--- What the task asks ---
Reproduce the index returns excerpt word for word. Start at the words "N100_rra <- 100.0*(exp(N100_rla)-1)" and stop after "rr.df$time <- as.POSIXct(rr.df$date)".

--- Passage given ---
-.-.-

For this analysis we restricted the data to the 1994-2014 interval, in order to have the same coverage for the three indices.
VTb <- VTSMX.vec[VT$year >= 1994]
SPb <- GSPC.vec[SP$year >= 1994]
NNb <- NDX.vec[NN$year >= 1994]
VTd <- index(VTSMX)[VT$year >= 1994]
SPd <- index(GSPC)[SP$year >= 1994]
NNd <- index(NDX)[NN$year >= 1994]
VTSMX_rla <- diff(log(VTb), lag = 252)
VTSMX_rra <- 100.0*(exp(VTSMX_rla)-1)
SP500_rla <- diff(log(SPb), lag = 252)
SP500_rra <- 100.0*(exp(SP500_rla)-1)
N100_rla <- diff(log(NNb), lag = 252)
N100_rra <- 100.0*(exp(N100_rla)-1)
rr.df <- data.frame(date = VTd[-(1:252)], VT = VTSMX_rra, SP = SP500_rra, NN = N100_rra)
rr.df$time <- as.POSIXct(rr.df$date)
rr.df$VTidx <- VTb[-(1:252)]
rr.df$SPidx <- SPb[-(1:252)]
rr.df$NNidx <- NNb[-(1:252)]
rr.df$VTidx_n <- VTb[-(1:252)]/rr.df$VTidx[rr.df$date == "1996-01-02"]
rr.df$SPidx_n <- SPb[-(1:252)]/rr.df$SPidx[rr.df$date == "1996-01-02"]
rr.df$NNidx_n <- NNb[-(1:252)]/rr.df$NNidx[rr.df$date == "1996-01-02"]This crude estimates of annual returns are plotted here with dotted distributions, which exhibit a significant degree of irregularity. In particular all indices, being all stock-based, show similar double humped structure with a main hump at moderate positive returns and a smaller one at around 10-40% negative returns.
These two humps are somewhat disconnected, reflecting the presence of almost two different market behaviors in the last 20 years, with two period of major losses almost isolated in the midst of a long term steady-ish rising trend (see plots further down).

-.-.-

--- Data excerpts ---
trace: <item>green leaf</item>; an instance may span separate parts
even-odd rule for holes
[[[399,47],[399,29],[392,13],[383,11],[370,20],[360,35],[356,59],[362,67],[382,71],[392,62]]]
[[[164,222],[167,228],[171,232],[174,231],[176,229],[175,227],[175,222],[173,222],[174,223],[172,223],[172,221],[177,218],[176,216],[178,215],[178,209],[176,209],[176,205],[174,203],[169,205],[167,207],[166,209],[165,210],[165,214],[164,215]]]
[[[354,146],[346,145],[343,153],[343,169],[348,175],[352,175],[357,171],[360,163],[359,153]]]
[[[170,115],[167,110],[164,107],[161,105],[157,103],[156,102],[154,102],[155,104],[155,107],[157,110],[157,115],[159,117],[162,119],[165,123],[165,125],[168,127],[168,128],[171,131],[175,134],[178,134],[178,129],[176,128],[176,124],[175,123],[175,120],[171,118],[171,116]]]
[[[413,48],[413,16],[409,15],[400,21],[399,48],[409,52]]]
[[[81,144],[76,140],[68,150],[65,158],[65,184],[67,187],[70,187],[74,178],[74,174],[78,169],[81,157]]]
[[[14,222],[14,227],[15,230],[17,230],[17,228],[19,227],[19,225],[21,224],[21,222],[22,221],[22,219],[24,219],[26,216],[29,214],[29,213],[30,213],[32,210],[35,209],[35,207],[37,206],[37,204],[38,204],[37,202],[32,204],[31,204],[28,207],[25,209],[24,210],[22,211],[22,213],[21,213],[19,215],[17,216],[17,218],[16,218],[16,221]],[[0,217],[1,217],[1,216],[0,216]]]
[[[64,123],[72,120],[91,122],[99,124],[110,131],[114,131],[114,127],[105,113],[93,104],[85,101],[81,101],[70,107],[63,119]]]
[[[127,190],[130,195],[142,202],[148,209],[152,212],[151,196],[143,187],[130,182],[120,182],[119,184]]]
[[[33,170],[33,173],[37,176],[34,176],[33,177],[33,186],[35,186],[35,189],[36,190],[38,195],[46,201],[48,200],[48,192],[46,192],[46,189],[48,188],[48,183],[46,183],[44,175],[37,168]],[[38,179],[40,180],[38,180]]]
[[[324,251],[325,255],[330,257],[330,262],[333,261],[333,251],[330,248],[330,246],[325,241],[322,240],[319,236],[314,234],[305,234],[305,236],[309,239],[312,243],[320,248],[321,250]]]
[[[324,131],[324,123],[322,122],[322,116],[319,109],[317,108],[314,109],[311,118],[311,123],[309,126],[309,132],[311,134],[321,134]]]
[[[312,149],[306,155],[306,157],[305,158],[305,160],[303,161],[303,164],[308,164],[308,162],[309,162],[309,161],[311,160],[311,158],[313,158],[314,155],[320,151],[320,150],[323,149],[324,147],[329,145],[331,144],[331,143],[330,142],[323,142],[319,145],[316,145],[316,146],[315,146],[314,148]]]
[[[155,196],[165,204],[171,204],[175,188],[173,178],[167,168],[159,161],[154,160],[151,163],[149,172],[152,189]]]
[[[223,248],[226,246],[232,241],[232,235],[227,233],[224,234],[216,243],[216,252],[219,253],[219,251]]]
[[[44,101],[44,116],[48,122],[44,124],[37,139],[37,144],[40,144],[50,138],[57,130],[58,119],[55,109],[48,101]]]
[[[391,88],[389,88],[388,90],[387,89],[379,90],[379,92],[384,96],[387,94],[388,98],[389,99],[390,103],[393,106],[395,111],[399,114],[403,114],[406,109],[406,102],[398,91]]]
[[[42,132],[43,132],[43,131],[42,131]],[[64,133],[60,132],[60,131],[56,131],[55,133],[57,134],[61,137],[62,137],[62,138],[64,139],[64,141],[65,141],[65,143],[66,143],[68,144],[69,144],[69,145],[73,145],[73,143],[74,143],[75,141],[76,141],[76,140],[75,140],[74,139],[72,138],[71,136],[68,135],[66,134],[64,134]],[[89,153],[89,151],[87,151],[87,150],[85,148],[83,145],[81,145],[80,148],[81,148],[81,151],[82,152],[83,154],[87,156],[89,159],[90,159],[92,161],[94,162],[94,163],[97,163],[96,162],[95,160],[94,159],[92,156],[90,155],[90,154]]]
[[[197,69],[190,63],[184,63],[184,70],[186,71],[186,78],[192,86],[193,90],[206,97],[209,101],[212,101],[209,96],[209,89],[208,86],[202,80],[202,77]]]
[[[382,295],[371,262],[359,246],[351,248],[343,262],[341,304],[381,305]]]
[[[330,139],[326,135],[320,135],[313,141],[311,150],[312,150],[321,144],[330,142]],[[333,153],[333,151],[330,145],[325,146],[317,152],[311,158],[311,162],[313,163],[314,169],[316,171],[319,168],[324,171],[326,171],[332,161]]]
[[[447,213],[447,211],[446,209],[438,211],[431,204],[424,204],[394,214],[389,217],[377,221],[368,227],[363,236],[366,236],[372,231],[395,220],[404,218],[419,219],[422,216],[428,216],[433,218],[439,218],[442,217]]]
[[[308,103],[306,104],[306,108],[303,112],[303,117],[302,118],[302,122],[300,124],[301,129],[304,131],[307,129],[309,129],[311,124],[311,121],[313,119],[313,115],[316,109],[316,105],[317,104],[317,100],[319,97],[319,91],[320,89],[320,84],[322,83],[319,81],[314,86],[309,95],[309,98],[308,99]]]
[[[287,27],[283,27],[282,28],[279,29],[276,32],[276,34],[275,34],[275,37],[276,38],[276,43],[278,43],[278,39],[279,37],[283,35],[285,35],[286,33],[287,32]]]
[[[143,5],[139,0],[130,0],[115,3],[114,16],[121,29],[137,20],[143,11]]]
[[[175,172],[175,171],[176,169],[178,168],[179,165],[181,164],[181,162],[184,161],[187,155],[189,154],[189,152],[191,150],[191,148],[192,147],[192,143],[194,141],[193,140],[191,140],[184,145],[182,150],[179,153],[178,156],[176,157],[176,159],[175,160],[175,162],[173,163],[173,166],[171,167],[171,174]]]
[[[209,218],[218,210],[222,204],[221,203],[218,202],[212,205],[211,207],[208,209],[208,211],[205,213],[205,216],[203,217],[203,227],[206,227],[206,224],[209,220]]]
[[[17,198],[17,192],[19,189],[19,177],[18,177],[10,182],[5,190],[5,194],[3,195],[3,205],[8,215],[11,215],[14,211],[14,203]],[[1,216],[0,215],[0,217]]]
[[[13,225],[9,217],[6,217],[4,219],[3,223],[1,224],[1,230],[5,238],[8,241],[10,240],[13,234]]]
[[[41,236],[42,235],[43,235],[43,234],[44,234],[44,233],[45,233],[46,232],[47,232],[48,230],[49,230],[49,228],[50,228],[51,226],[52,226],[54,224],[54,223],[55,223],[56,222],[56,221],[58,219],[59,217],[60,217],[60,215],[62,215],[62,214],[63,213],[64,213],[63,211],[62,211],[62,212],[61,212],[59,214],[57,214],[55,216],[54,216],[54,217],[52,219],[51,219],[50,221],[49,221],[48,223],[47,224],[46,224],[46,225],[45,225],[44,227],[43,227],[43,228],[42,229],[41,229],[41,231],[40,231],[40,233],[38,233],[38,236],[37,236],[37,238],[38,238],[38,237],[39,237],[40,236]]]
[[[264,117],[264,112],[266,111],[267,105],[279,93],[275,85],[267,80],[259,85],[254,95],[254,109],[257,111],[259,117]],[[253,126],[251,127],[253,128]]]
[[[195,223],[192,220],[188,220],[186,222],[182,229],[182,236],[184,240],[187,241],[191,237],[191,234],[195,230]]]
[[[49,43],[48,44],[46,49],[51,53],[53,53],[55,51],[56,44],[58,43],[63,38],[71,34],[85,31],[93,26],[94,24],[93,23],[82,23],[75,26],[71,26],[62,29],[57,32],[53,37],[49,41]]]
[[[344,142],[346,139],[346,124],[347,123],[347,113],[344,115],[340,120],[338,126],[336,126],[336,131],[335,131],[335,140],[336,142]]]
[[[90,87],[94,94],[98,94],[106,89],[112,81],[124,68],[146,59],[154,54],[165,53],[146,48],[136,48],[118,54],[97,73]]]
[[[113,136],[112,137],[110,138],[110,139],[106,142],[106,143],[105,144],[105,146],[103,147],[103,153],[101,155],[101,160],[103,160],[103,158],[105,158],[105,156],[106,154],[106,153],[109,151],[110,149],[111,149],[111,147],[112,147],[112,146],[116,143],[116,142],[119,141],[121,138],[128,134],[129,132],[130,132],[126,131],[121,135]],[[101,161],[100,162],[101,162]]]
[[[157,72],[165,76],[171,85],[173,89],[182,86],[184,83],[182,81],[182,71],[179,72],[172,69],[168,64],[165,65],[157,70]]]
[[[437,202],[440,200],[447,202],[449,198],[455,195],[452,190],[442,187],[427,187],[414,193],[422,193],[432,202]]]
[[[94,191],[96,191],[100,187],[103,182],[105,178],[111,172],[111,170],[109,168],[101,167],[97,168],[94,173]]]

-.-.-

--- Output of the exercise ---
N100_rra <- 100.0*(exp(N100_rla)-1)
rr.df <- data.frame(date = VTd[-(1:252)], VT = VTSMX_rra, SP = SP500_rra, NN = N100_rra)
rr.df$time <- as.POSIXct(rr.df$date)